*EXERCISE DETAILS*
Where does the word "road" occur in the material? Copy each line that has it.

*DATA PROVIDED*
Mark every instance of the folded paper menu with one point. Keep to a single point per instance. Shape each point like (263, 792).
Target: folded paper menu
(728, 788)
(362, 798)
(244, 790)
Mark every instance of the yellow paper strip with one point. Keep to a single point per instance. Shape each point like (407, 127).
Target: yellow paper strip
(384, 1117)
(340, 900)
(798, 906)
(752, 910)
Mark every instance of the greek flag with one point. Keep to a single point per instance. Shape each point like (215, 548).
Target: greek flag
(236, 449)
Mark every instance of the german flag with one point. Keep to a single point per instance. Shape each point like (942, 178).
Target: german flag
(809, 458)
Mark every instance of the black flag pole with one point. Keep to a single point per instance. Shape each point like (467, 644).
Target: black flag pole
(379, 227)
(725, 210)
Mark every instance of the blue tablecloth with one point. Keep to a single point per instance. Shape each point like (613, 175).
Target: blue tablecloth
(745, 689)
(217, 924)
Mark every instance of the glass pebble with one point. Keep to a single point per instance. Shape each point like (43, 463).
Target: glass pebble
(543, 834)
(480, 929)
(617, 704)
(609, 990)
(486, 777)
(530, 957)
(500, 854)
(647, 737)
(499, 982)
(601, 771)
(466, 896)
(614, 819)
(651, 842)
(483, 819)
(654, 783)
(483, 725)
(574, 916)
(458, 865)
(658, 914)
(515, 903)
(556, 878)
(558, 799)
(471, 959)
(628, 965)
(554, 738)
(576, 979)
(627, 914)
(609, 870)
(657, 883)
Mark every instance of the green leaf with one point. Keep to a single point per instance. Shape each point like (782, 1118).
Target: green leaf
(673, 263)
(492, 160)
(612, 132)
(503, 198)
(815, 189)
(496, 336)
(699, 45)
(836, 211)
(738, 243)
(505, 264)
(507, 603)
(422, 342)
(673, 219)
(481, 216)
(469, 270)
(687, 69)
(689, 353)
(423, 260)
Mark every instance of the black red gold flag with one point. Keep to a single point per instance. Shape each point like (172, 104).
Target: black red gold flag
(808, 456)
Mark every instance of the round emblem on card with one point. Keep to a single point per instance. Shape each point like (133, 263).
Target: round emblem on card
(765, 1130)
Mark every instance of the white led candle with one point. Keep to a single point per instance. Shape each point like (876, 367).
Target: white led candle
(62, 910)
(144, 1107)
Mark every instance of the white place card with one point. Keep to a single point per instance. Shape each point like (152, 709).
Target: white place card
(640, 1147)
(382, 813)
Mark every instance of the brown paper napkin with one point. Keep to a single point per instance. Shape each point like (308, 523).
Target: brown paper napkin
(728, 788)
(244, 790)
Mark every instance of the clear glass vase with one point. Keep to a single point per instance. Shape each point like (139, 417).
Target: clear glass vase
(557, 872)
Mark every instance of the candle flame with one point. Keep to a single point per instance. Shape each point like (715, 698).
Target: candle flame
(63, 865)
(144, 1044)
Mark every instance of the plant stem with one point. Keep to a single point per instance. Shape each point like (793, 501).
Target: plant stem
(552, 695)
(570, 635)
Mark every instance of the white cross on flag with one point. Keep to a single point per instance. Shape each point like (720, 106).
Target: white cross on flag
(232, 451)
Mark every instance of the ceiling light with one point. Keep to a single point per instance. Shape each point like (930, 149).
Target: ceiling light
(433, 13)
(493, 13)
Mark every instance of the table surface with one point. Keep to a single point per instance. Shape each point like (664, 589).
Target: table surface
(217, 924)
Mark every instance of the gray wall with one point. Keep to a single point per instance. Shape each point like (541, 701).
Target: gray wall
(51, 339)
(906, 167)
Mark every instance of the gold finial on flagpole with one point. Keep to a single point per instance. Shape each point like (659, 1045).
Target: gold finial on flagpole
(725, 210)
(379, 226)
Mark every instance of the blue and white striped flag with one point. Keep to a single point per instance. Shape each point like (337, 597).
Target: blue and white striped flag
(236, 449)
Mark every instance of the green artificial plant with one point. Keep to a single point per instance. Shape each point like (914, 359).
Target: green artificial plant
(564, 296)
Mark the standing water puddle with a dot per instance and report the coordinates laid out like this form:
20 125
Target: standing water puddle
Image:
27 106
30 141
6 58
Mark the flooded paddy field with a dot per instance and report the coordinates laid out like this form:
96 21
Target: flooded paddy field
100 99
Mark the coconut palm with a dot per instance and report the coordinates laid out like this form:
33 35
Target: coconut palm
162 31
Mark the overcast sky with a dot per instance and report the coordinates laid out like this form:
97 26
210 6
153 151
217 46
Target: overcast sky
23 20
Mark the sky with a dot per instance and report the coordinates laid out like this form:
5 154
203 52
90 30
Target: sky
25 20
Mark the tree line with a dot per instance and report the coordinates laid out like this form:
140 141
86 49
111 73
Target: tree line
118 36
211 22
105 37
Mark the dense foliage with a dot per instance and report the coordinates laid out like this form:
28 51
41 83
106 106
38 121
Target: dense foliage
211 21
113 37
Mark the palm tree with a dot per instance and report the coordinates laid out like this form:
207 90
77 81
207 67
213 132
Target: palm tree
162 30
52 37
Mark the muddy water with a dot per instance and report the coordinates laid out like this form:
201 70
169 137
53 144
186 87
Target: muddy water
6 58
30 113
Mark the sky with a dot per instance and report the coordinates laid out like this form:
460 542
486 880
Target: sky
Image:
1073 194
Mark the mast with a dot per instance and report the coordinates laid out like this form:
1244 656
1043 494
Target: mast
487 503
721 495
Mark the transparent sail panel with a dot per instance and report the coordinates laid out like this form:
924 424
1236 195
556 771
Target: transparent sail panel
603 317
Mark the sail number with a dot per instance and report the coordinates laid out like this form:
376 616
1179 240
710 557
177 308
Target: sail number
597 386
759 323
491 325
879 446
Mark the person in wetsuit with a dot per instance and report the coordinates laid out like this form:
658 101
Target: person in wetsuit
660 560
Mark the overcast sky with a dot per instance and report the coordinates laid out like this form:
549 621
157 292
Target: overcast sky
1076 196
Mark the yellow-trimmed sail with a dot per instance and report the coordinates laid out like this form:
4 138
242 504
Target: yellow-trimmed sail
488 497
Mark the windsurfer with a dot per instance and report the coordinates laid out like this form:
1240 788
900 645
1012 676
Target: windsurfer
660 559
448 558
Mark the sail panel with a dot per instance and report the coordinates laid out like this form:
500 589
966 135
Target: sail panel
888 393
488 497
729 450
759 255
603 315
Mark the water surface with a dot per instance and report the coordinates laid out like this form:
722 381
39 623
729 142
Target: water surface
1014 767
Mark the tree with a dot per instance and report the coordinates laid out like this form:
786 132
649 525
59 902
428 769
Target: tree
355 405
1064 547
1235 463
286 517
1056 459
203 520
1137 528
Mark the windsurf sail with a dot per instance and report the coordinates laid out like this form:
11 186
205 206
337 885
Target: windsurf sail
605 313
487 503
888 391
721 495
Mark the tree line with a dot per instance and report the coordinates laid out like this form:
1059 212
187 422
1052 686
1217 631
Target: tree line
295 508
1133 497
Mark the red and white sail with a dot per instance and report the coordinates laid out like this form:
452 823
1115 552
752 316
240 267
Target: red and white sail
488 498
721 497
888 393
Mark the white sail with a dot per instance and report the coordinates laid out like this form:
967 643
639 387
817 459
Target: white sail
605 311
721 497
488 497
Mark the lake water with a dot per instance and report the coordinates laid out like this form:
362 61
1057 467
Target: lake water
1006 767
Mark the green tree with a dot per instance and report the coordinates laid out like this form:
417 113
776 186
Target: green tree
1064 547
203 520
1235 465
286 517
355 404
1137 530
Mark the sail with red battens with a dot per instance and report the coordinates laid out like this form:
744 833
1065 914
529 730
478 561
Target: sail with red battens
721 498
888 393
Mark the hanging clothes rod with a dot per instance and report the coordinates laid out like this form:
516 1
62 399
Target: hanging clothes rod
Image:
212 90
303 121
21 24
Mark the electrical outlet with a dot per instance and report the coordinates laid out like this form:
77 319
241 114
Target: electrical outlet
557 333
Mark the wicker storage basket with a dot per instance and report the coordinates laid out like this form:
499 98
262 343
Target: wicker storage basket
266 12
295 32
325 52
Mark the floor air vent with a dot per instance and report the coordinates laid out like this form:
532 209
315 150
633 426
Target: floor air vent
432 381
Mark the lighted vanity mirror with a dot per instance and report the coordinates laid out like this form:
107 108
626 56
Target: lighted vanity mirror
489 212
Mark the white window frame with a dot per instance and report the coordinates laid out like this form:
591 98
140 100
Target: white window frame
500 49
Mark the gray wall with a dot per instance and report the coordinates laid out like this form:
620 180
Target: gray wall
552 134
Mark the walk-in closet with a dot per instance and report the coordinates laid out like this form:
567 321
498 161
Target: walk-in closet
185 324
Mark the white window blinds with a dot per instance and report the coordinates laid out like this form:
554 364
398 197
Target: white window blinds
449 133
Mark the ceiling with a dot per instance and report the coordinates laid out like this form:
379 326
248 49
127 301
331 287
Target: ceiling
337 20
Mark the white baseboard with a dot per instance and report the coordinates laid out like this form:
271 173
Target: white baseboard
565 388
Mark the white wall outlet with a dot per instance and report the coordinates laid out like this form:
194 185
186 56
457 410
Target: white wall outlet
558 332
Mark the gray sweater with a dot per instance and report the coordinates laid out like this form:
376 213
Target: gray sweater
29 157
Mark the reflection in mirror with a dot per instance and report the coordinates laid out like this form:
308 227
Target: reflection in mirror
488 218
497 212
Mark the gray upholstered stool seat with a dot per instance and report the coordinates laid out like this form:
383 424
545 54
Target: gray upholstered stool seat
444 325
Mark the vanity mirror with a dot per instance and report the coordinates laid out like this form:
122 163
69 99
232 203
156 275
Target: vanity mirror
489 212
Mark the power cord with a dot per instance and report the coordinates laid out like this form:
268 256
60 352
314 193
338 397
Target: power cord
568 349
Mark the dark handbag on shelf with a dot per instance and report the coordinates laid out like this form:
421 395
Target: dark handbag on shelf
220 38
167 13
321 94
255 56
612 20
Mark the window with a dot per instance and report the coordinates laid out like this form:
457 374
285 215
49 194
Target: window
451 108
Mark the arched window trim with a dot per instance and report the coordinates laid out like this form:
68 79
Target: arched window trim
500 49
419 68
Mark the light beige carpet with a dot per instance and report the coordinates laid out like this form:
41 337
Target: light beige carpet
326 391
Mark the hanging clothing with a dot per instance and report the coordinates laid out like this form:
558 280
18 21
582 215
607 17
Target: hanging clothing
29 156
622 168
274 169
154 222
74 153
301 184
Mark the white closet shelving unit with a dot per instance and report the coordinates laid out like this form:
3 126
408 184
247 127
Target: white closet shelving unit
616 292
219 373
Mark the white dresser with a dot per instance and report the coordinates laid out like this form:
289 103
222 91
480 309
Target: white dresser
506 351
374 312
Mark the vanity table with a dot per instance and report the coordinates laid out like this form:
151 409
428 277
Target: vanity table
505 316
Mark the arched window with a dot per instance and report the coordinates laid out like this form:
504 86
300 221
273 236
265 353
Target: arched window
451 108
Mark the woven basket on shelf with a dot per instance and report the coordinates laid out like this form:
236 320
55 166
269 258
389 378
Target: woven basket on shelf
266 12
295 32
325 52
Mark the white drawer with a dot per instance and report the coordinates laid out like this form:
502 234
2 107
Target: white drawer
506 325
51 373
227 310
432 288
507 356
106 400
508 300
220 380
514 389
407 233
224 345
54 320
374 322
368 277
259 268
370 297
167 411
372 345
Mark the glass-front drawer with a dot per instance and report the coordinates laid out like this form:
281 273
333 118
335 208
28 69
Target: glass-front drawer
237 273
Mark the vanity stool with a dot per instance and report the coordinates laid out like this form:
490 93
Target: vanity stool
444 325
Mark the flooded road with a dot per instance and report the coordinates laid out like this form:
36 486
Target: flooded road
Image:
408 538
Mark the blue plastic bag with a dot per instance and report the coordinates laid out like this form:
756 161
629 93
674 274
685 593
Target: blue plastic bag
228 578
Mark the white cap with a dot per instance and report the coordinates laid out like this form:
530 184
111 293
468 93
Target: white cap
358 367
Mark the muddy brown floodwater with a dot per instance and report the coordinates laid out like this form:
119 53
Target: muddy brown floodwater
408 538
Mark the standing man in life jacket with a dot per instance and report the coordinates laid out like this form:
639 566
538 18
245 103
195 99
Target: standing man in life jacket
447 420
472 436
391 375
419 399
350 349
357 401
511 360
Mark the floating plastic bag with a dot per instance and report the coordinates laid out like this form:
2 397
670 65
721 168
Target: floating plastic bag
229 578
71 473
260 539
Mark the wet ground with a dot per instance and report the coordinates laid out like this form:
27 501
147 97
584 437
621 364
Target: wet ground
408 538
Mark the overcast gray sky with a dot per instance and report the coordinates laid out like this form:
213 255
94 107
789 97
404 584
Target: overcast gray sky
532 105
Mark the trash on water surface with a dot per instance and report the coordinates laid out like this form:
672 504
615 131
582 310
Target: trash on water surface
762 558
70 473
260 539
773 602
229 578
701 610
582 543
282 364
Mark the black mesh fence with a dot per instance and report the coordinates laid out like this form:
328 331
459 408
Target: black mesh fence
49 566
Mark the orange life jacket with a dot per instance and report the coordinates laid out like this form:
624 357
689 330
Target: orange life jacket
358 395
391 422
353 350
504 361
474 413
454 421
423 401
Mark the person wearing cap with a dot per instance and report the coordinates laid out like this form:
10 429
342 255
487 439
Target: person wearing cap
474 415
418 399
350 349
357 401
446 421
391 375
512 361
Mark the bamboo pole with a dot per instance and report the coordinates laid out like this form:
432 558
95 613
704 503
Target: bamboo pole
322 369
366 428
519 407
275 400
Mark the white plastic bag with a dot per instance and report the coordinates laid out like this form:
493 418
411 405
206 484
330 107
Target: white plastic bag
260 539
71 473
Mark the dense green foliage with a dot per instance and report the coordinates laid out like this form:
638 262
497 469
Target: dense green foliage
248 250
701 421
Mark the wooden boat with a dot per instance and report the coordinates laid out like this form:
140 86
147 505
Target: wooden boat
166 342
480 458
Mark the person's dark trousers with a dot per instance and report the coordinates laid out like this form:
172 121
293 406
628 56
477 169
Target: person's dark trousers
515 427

*ANSWER SECTION*
Mark the flooded road with a dot per instance and report the coordinates laid out like this form:
Target: flooded road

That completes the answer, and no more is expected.